We have written often, and most recently this week, about the limp posture taken by US law enforcement and regulatory agencies in the face of misbehavior by large health care organizations.  At best, official action often results in legal settlements which let companies pay fines, sometimes large, while the individuals who profited most from the alleged wrongdoing do not suffer any negative consequences.  Worse, the legal settlements often allow the companies to continue to deny any culpability, and the legal evidence underlying the settlement, which might let the public at least estimate culpability, is often kept sealed, or confidential.  As Judge Rakoff wrote in turning down such a settlement involving a financial, not health care company, sealing evidence hides "any proven or admitted facts upon which to exercise even a modest degree of independent judgment,"  and prevents courts and presumably anyone else from trying to determine whether the government endorsement of such a settlement serves any public purpose (look here).

Keeping Evidence from the Latest Vioxx Case Secret

But Ed Silverman, posting to the revived PharmaLot blog, found an example of how far big health care organizations will go to try to keep secret evidence uncovered during litigation that lead to legal settlements, and how judges other than Judge Rakoff may let them do so.

A federal judge may sanction a physician who served as an expert witness in the ongoing litigation over the Vioxx painkiller for describing confidential documents to The Wall Street Journal.

Records from a collection:

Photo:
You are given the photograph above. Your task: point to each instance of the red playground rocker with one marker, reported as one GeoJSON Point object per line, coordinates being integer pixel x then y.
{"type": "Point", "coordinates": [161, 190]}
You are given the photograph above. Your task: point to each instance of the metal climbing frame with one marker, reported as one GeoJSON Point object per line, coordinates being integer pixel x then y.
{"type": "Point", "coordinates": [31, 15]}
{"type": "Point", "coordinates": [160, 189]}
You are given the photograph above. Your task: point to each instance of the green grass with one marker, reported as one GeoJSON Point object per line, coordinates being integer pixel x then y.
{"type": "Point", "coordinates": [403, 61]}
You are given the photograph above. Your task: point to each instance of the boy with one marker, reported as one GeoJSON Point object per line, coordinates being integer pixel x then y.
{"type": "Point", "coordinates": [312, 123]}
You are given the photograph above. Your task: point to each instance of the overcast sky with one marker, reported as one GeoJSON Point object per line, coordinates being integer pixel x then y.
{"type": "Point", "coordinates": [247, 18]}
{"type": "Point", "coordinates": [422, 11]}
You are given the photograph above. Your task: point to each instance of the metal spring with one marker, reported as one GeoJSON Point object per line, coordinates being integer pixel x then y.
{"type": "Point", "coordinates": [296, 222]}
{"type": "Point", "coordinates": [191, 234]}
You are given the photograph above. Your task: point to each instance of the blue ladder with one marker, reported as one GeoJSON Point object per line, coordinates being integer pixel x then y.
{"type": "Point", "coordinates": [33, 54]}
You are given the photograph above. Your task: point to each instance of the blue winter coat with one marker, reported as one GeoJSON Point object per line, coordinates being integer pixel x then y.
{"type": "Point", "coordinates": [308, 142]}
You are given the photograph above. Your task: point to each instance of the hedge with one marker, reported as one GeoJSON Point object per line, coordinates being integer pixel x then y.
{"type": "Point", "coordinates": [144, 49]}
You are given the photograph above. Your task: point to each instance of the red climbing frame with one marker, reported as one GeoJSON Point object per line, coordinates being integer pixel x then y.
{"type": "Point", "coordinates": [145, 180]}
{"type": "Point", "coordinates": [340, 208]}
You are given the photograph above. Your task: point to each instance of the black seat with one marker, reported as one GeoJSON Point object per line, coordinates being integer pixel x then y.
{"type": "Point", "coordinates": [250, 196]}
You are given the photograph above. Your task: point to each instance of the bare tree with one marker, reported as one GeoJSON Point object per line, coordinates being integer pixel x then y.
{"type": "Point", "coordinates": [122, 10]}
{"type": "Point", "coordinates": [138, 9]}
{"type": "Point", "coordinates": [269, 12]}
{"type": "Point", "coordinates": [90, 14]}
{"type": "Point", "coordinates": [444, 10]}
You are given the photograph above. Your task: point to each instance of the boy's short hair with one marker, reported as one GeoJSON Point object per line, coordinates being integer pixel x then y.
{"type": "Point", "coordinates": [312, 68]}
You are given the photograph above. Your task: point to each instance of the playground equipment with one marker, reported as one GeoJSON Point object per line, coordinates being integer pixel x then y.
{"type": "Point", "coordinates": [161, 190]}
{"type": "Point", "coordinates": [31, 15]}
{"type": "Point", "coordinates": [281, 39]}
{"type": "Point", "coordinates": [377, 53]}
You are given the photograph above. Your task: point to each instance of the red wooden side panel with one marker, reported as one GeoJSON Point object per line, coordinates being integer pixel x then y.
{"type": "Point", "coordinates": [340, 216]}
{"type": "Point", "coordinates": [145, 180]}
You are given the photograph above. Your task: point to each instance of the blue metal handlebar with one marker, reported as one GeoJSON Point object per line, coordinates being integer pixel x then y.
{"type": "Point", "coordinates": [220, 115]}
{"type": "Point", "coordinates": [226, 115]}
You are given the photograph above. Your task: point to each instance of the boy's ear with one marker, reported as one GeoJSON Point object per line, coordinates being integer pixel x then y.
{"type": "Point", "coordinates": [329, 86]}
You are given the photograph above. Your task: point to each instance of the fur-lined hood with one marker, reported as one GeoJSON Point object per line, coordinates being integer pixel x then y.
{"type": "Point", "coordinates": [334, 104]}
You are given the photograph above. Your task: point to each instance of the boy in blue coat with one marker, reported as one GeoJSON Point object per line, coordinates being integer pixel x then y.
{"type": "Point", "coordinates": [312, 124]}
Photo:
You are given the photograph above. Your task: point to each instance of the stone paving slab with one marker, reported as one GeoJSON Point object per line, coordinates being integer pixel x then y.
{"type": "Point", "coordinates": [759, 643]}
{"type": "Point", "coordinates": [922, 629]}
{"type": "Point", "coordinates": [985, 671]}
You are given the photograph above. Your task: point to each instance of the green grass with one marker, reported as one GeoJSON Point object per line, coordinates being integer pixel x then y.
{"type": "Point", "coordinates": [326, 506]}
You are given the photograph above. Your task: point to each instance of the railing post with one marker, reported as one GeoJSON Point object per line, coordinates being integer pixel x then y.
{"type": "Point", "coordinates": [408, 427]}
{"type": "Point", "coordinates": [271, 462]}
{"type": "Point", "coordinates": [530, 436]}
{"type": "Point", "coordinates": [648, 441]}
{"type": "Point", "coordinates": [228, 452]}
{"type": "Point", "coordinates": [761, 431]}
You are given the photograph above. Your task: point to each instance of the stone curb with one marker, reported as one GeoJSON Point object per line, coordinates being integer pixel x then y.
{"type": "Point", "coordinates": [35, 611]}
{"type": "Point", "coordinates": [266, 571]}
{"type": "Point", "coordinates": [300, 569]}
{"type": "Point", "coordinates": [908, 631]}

◆ YOUR ASSIGNMENT
Please summarize the extract about health care settlements in two sentences. Rely on nothing but the extract about health care settlements.

◆ YOUR SOLUTION
US law enforcement and regulatory agencies often meet misbehavior by large health care organizations with legal settlements that let companies pay fines and keep denying culpability, while the individuals who profited most face no negative consequences and the underlying evidence is often kept sealed. Ed Silverman found an example of how far such organizations will go to keep litigation evidence secret: a federal judge may sanction a physician who served as an expert witness in the Vioxx litigation for describing confidential documents to The Wall Street Journal.